Write out, word for word, only the lines from the one containing "Reviewer note: every instance of the pile" through the final line of the data.

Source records
---
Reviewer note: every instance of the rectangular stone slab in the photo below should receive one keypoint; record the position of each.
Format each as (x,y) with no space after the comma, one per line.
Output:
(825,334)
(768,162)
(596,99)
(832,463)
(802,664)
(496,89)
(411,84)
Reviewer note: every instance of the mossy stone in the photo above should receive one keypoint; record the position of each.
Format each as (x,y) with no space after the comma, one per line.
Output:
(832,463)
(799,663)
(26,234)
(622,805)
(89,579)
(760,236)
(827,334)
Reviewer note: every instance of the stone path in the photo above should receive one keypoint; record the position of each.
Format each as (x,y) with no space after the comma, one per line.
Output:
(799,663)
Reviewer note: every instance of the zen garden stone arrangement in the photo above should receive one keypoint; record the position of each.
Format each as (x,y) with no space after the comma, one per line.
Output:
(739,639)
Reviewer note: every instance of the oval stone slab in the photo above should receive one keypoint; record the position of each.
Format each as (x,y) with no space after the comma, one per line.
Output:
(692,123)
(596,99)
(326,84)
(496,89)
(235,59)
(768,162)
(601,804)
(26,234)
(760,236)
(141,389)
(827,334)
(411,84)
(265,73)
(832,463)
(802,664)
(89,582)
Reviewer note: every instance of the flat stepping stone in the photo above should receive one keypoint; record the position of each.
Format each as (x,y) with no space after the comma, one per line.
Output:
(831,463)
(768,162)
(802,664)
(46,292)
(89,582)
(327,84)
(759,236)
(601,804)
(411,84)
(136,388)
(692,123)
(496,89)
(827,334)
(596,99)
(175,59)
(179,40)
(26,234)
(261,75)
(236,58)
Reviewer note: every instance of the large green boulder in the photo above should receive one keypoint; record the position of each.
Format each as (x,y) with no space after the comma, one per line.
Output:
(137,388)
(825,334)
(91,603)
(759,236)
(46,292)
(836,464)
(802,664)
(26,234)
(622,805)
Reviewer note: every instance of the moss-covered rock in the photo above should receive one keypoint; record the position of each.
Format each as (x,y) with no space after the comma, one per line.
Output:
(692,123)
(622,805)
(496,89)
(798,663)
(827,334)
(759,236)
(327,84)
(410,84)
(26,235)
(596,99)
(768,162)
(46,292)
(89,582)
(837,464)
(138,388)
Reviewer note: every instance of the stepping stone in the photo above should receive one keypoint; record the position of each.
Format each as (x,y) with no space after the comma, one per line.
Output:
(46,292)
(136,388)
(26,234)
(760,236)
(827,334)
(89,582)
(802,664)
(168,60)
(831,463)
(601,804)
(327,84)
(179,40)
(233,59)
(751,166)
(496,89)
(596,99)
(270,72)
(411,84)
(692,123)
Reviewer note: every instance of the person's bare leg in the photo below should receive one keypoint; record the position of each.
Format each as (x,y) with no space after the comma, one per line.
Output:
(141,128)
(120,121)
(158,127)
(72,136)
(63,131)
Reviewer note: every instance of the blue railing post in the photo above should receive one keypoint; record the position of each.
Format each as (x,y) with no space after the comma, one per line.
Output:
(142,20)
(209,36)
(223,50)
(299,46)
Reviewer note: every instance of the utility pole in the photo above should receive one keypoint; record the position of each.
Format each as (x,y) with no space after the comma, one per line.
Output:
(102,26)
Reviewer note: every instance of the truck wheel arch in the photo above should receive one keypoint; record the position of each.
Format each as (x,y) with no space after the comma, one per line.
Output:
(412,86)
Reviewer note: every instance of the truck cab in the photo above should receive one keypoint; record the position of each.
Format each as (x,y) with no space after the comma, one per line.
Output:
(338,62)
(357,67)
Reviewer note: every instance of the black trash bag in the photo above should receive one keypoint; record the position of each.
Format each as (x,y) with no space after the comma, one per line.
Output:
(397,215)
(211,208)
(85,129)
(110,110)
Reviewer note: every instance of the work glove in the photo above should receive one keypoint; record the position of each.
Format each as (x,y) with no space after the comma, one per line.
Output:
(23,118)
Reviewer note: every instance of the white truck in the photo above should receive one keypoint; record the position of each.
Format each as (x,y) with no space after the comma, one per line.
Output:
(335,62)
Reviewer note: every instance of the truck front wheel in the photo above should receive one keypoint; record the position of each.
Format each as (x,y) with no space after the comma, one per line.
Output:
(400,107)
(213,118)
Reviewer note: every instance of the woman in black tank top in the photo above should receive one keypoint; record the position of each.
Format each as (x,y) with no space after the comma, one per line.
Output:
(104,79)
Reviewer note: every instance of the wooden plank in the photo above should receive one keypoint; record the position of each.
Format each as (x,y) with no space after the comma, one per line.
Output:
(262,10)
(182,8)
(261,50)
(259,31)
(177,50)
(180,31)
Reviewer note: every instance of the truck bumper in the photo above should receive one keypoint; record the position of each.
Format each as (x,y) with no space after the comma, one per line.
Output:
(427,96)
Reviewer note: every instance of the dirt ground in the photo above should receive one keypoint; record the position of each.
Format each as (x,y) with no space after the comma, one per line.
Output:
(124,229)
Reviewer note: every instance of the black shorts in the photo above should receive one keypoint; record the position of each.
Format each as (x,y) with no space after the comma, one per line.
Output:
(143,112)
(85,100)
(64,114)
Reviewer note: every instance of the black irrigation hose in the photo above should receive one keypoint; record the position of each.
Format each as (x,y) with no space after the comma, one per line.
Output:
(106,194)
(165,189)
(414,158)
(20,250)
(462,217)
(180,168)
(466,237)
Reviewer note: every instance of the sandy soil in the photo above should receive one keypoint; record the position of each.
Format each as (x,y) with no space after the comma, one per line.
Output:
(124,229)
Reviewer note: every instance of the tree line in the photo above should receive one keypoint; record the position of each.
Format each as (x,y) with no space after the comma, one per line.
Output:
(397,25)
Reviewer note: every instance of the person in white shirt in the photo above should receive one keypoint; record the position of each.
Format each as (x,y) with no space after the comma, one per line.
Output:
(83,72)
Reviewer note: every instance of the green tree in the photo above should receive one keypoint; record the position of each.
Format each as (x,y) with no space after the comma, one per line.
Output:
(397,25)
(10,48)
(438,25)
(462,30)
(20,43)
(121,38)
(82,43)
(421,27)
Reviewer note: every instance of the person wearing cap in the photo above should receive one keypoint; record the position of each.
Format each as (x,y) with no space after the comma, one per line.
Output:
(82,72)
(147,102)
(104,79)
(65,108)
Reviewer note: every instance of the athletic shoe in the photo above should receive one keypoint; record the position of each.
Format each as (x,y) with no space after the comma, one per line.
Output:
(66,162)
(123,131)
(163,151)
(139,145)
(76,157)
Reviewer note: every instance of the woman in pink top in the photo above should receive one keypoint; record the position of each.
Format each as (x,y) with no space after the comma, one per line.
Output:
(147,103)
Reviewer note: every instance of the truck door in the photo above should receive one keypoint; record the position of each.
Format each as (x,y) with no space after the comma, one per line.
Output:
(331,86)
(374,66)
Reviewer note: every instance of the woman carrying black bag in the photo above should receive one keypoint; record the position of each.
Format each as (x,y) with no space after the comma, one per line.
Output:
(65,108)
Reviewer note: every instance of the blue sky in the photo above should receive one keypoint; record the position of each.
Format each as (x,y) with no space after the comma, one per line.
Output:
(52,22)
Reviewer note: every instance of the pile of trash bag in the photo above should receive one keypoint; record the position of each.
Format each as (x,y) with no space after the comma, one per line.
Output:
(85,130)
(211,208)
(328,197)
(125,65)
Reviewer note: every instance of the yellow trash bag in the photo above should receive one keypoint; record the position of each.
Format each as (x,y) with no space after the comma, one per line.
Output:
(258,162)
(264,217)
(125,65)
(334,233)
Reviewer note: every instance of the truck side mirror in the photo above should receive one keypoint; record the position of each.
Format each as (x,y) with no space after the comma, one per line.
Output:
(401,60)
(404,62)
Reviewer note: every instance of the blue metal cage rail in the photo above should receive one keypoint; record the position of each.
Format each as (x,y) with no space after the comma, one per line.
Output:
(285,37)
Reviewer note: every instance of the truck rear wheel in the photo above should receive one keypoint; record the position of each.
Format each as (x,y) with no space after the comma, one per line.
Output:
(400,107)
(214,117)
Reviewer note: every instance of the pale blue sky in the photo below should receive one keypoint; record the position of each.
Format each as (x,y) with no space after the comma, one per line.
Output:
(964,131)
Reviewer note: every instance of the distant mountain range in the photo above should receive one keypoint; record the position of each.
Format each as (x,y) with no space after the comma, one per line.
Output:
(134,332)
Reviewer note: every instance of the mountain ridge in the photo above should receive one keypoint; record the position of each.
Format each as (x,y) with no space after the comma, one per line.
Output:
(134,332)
---
Output -
Reviewer note: every instance of the pile of trash bag in the photo above should receive one keypoint; record the position of each.
Format each as (x,y) with no space after the comma, one per line.
Output:
(85,130)
(211,208)
(328,197)
(125,65)
Reviewer note: every instance of the yellow trash bag in the photo above should receive one keypoint; record the position of each.
Format each as (x,y) with no space after the comma, one per line.
Output:
(258,162)
(264,217)
(125,65)
(334,233)
Reviewer note: every instance of the truck side mirror in the photo above should receive one keypoint; record the position of each.
Format each as (x,y) with no space after the comma, one per line.
Output:
(401,60)
(404,62)
Reviewer note: every instance of the blue metal cage rail in the photo above should receive one keypoint; record the position of each.
Format each as (x,y) with no space after the comma, one per line.
Output:
(285,37)
Reviewer note: every instance of the truck rear wheel in the photo above should receive one keypoint; record the position of each.
Format each as (x,y) with no space after the comma, one per line.
Output:
(400,107)
(214,117)
Reviewer note: every instance of the pale blue sky in the photo below should receive one keypoint; record the position of each.
Format each as (x,y) with no space after the comma, one per line.
Output:
(964,131)
Reviewer note: every instance of the distant mountain range in the photo above should receive one keypoint; record the position of each.
Format each as (x,y) with no space after the comma, one per line.
Output:
(134,332)
Reviewer note: every instance of the mountain ridge in the photo above should receive one keypoint; record the position of each.
Format each as (x,y) with no space after the comma, one per line.
Output:
(134,332)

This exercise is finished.